WRITTEN EXERCISE>
Determine how many lines of the listing contain the string "boat". State only that number.

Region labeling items
=-=-=

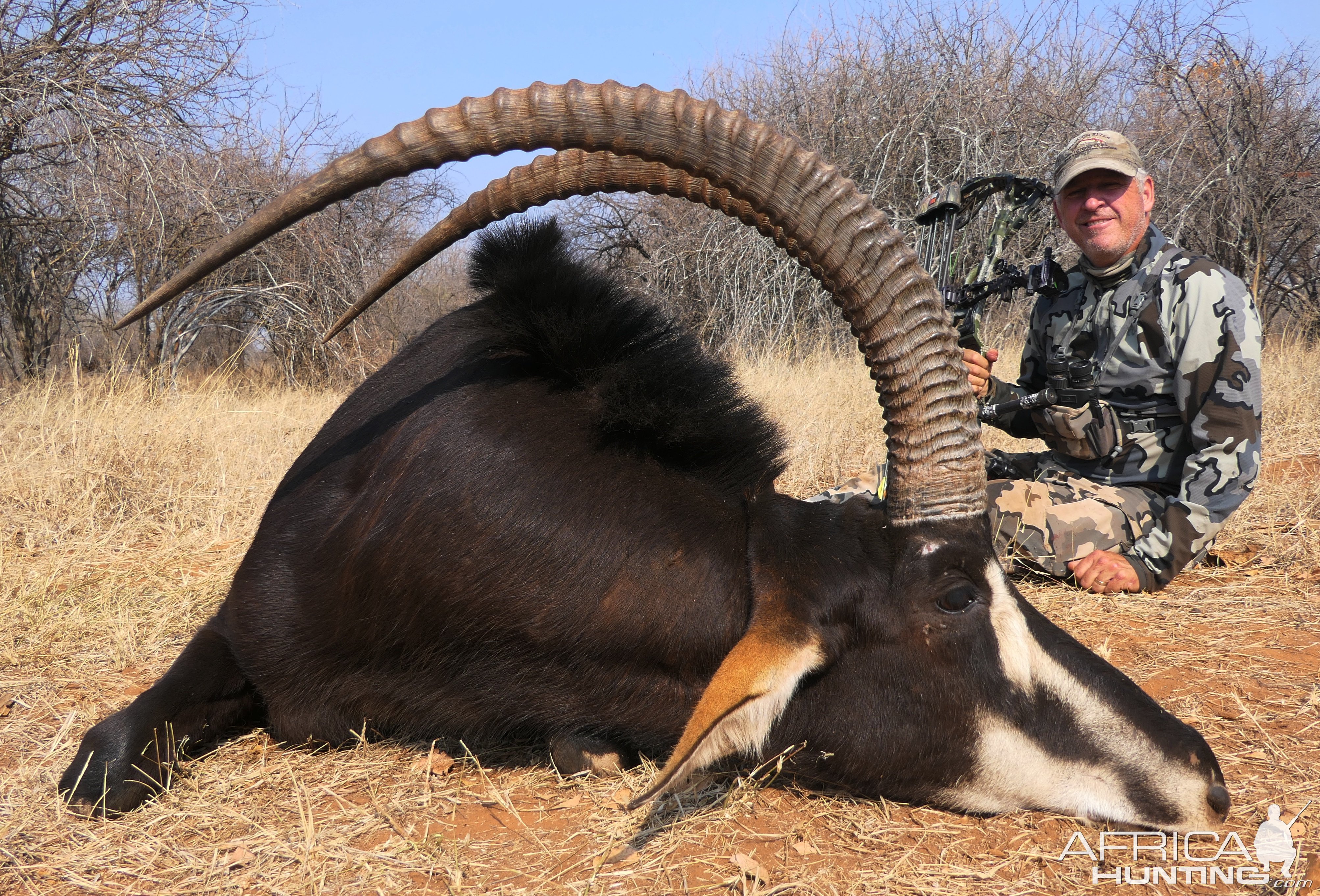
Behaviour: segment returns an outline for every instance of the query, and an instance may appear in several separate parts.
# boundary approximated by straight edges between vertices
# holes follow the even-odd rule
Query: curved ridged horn
[[[554,199],[590,195],[593,193],[651,193],[697,202],[751,224],[775,240],[803,267],[810,269],[796,240],[788,239],[781,227],[775,227],[768,215],[758,214],[750,202],[735,199],[729,190],[714,186],[704,177],[669,168],[661,162],[648,162],[631,156],[610,152],[589,153],[568,149],[553,156],[537,156],[531,165],[520,165],[508,174],[486,185],[467,197],[463,205],[426,231],[416,243],[395,260],[389,269],[345,311],[334,326],[326,330],[323,342],[330,342],[354,318],[399,285],[413,271],[426,264],[458,240],[483,227],[503,220],[520,211],[544,206]],[[820,265],[813,273],[820,276]]]
[[[585,149],[686,170],[748,202],[821,269],[853,325],[886,410],[895,523],[985,512],[974,401],[940,297],[884,215],[817,153],[681,90],[536,83],[434,108],[292,187],[147,297],[174,298],[272,234],[389,178],[510,149]]]

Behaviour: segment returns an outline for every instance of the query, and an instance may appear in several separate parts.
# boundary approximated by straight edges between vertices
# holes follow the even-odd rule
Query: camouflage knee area
[[[1028,479],[994,479],[986,486],[986,509],[995,552],[1006,562],[1026,562],[1051,575],[1056,571],[1051,546],[1048,511],[1053,504],[1049,486]]]
[[[999,556],[1060,578],[1093,550],[1129,548],[1163,512],[1163,500],[1143,488],[1076,476],[999,479],[986,497]]]

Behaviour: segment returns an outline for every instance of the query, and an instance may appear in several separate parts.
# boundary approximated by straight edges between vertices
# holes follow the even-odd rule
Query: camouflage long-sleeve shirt
[[[1261,318],[1232,273],[1171,244],[1154,226],[1147,240],[1126,285],[1102,288],[1074,268],[1068,292],[1038,300],[1022,376],[1015,385],[994,380],[987,400],[1045,388],[1055,346],[1097,360],[1109,355],[1100,396],[1135,430],[1129,447],[1113,459],[1059,451],[1049,459],[1093,482],[1167,496],[1164,515],[1127,552],[1143,590],[1155,590],[1209,546],[1261,468]],[[1019,438],[1040,437],[1026,413],[997,425]]]

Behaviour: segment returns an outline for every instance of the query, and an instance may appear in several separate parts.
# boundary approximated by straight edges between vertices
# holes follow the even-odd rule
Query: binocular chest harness
[[[957,231],[964,230],[998,194],[1003,199],[991,222],[982,259],[965,282],[956,284]],[[1027,224],[1048,195],[1051,190],[1043,181],[999,174],[961,185],[948,183],[917,206],[917,257],[931,272],[945,309],[953,315],[961,347],[985,352],[981,322],[991,296],[1007,302],[1018,289],[1047,300],[1069,292],[1068,273],[1055,263],[1049,247],[1045,247],[1040,264],[1031,265],[1026,272],[1002,259],[1005,240]],[[1150,268],[1150,276],[1129,277],[1114,289],[1107,302],[1096,302],[1068,327],[1068,338],[1057,339],[1045,359],[1048,385],[1044,389],[998,404],[982,404],[978,409],[981,422],[1030,412],[1051,449],[1080,461],[1113,463],[1131,446],[1134,434],[1156,432],[1162,417],[1180,417],[1176,410],[1118,408],[1100,397],[1110,362],[1140,313],[1159,297],[1160,272],[1177,251],[1172,243],[1168,244]],[[1138,264],[1139,259],[1133,263]],[[1109,310],[1109,326],[1100,319],[1102,310]],[[1111,329],[1114,317],[1123,318],[1117,333]],[[1104,340],[1105,352],[1097,360],[1094,352],[1101,344],[1101,334],[1111,335]]]

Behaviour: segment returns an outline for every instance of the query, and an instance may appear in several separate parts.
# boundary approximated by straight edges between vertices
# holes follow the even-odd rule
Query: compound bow
[[[990,224],[981,264],[970,271],[962,284],[953,282],[958,259],[954,252],[957,231],[966,227],[982,206],[1003,194],[1003,203]],[[1012,293],[1059,296],[1068,286],[1068,276],[1055,263],[1053,251],[1045,248],[1044,260],[1023,272],[1003,260],[1003,244],[1022,230],[1041,202],[1051,194],[1049,185],[1030,177],[997,174],[974,177],[965,183],[948,183],[917,206],[916,252],[921,265],[935,277],[944,296],[944,306],[953,314],[958,344],[985,354],[981,340],[981,318],[991,296],[1010,301]]]

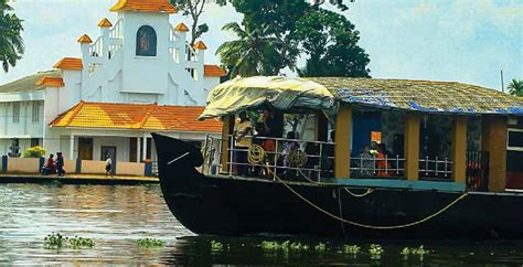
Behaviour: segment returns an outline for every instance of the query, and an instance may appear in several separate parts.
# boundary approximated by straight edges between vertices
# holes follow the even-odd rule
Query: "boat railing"
[[[353,157],[351,158],[351,177],[403,177],[405,174],[406,159],[385,156],[384,158]]]
[[[320,177],[333,175],[334,142],[256,136],[245,138],[252,141],[248,148],[237,147],[234,136],[228,136],[228,160],[226,165],[221,165],[223,140],[207,136],[202,148],[203,172],[269,179],[278,175],[296,180],[319,180]]]
[[[445,178],[450,179],[452,174],[452,161],[448,158],[430,158],[419,159],[419,174],[425,178]]]

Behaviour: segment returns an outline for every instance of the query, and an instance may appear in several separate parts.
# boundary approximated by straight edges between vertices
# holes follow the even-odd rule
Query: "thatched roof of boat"
[[[248,77],[216,86],[200,117],[221,117],[264,104],[333,111],[337,102],[386,109],[462,115],[523,115],[523,99],[456,82],[350,77]]]
[[[345,103],[425,113],[523,115],[523,100],[476,85],[413,79],[318,77]]]

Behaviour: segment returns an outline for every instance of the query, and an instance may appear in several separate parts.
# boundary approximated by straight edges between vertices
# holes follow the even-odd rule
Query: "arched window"
[[[142,25],[136,33],[136,55],[157,55],[157,33],[149,25]]]

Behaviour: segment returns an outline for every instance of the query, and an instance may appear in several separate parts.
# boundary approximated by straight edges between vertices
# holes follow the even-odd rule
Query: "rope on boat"
[[[466,192],[461,196],[459,196],[458,199],[450,202],[448,205],[444,206],[441,210],[437,211],[436,213],[433,213],[433,214],[430,214],[430,215],[428,215],[428,216],[426,216],[421,220],[418,220],[418,221],[415,221],[415,222],[412,222],[412,223],[399,224],[399,225],[370,225],[370,224],[363,224],[363,223],[357,223],[357,222],[345,220],[343,217],[337,216],[337,215],[321,209],[320,206],[316,205],[314,203],[312,203],[310,200],[308,200],[307,197],[305,197],[300,193],[296,192],[296,190],[293,190],[286,181],[284,181],[281,178],[276,175],[276,173],[273,173],[273,174],[275,175],[275,178],[281,184],[284,184],[284,186],[286,186],[296,196],[298,196],[299,199],[301,199],[302,201],[305,201],[307,204],[311,205],[316,210],[322,212],[323,214],[325,214],[325,215],[328,215],[332,218],[335,218],[340,222],[346,223],[346,224],[351,224],[351,225],[359,226],[359,227],[362,227],[362,228],[371,228],[371,229],[397,229],[397,228],[406,228],[406,227],[410,227],[410,226],[415,226],[415,225],[425,223],[425,222],[440,215],[441,213],[446,212],[447,210],[449,210],[451,206],[453,206],[456,203],[458,203],[459,201],[461,201],[462,199],[465,199],[469,194],[468,192]]]
[[[259,164],[264,161],[265,159],[265,149],[259,146],[259,145],[252,145],[250,148],[248,149],[248,162],[252,163],[252,164]],[[297,167],[301,167],[306,162],[307,162],[307,154],[303,153],[302,151],[291,151],[289,153],[289,161],[293,164],[296,164]],[[303,173],[303,171],[301,169],[298,169],[298,172],[301,174],[301,177],[303,177],[303,179],[306,179],[308,182],[310,183],[313,183],[313,184],[319,184],[321,185],[322,183],[321,182],[317,182],[312,179],[310,179],[308,175],[306,175]],[[274,172],[273,172],[274,173]],[[276,175],[276,173],[274,173]],[[351,192],[349,189],[346,188],[343,188],[345,190],[346,193],[349,193],[350,195],[354,196],[354,197],[364,197],[369,194],[371,194],[372,192],[374,192],[374,189],[366,189],[366,191],[362,194],[356,194],[356,193],[353,193]]]

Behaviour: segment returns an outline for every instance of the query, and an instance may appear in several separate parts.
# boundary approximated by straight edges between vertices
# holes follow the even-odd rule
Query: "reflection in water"
[[[94,238],[93,249],[44,249],[43,238],[52,232]],[[158,249],[139,248],[138,238],[167,241]],[[301,242],[309,250],[267,250],[263,241]],[[223,244],[212,249],[211,241]],[[316,252],[319,242],[328,243]],[[351,244],[353,244],[352,242]],[[378,242],[376,242],[378,243]],[[521,244],[514,243],[423,243],[431,254],[403,258],[399,252],[418,243],[384,243],[382,259],[363,253],[343,254],[343,239],[310,237],[216,237],[194,236],[180,225],[167,209],[160,188],[114,185],[0,184],[0,264],[182,264],[182,265],[318,265],[359,264],[361,266],[513,266],[523,263]]]

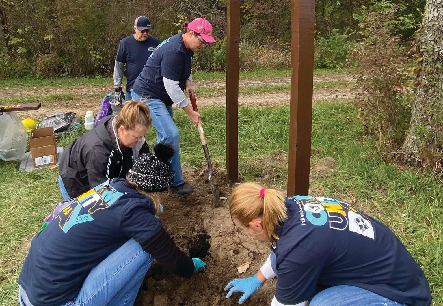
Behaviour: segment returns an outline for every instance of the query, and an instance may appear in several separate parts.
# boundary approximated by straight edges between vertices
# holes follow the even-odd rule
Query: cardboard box
[[[57,163],[55,136],[52,127],[32,130],[29,147],[34,168]]]

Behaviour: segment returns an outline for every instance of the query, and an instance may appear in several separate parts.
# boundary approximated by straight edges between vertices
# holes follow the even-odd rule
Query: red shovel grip
[[[190,92],[189,94],[189,98],[191,99],[191,104],[192,105],[192,108],[194,110],[194,112],[198,112],[198,110],[197,108],[197,101],[195,101],[195,94],[194,93],[194,89],[191,89],[190,91]]]

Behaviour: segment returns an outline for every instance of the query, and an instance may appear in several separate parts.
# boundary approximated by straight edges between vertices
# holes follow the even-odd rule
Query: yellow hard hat
[[[31,132],[31,130],[37,128],[37,124],[35,123],[35,121],[29,118],[23,119],[22,120],[22,123],[25,126],[27,132]]]

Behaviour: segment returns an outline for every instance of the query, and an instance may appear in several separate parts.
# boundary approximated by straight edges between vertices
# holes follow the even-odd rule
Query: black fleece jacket
[[[146,142],[132,149],[133,159],[124,159],[113,128],[115,117],[108,116],[98,125],[76,138],[63,151],[59,173],[68,194],[77,198],[108,178],[125,178],[132,164],[123,166],[124,159],[133,163],[141,154],[149,153]],[[127,163],[128,161],[125,162]]]

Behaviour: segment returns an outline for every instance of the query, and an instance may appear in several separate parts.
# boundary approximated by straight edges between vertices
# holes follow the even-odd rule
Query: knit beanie
[[[126,178],[147,192],[164,191],[172,184],[172,169],[169,159],[174,149],[169,143],[157,143],[155,154],[148,153],[136,159]]]

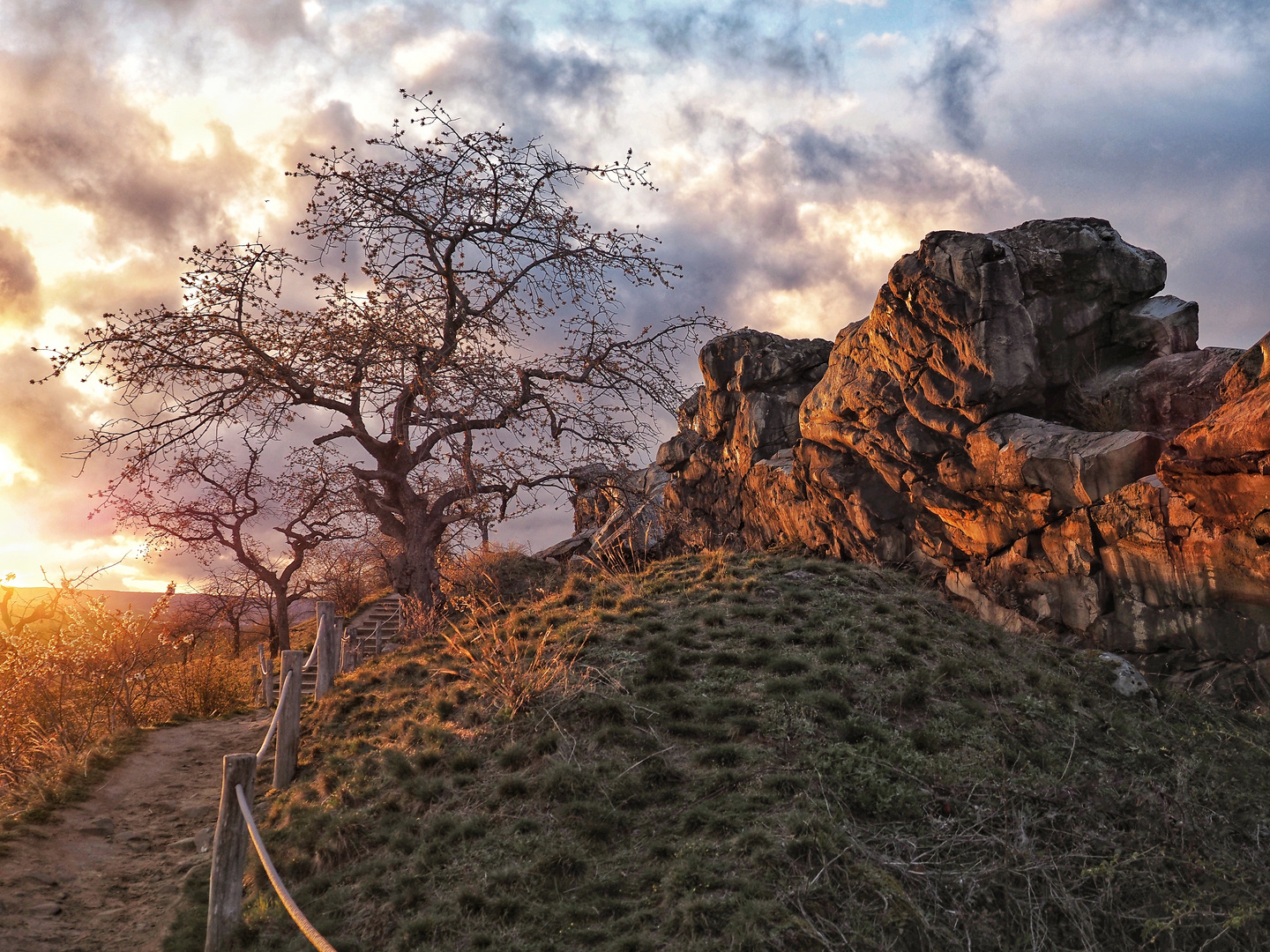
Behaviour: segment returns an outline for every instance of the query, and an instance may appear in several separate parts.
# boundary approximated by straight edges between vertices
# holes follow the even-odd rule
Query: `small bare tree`
[[[324,545],[364,533],[347,468],[320,448],[292,451],[269,475],[258,440],[244,437],[234,452],[184,446],[146,475],[130,495],[110,496],[119,523],[147,531],[155,550],[177,547],[208,566],[218,556],[232,557],[268,593],[281,650],[291,647],[291,605],[307,594],[306,560]],[[234,580],[231,602],[234,588],[248,598],[248,579]],[[241,622],[241,614],[236,618]],[[235,654],[239,649],[236,637]]]
[[[588,179],[650,187],[629,154],[578,164],[406,99],[415,117],[371,140],[372,157],[333,149],[293,173],[314,185],[297,226],[314,261],[260,244],[194,249],[183,307],[107,315],[52,358],[55,374],[83,364],[118,390],[124,413],[83,451],[126,456],[112,495],[226,424],[264,438],[300,413],[330,421],[315,442],[363,454],[354,491],[398,543],[394,586],[433,605],[448,526],[481,500],[505,514],[541,487],[568,491],[572,468],[646,449],[653,411],[682,399],[678,360],[718,322],[620,320],[617,279],[669,286],[677,269],[639,228],[593,230],[566,195]],[[361,277],[320,270],[337,260]],[[316,310],[288,297],[310,264]]]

=-=-=

EXERCISE OUTPUT>
3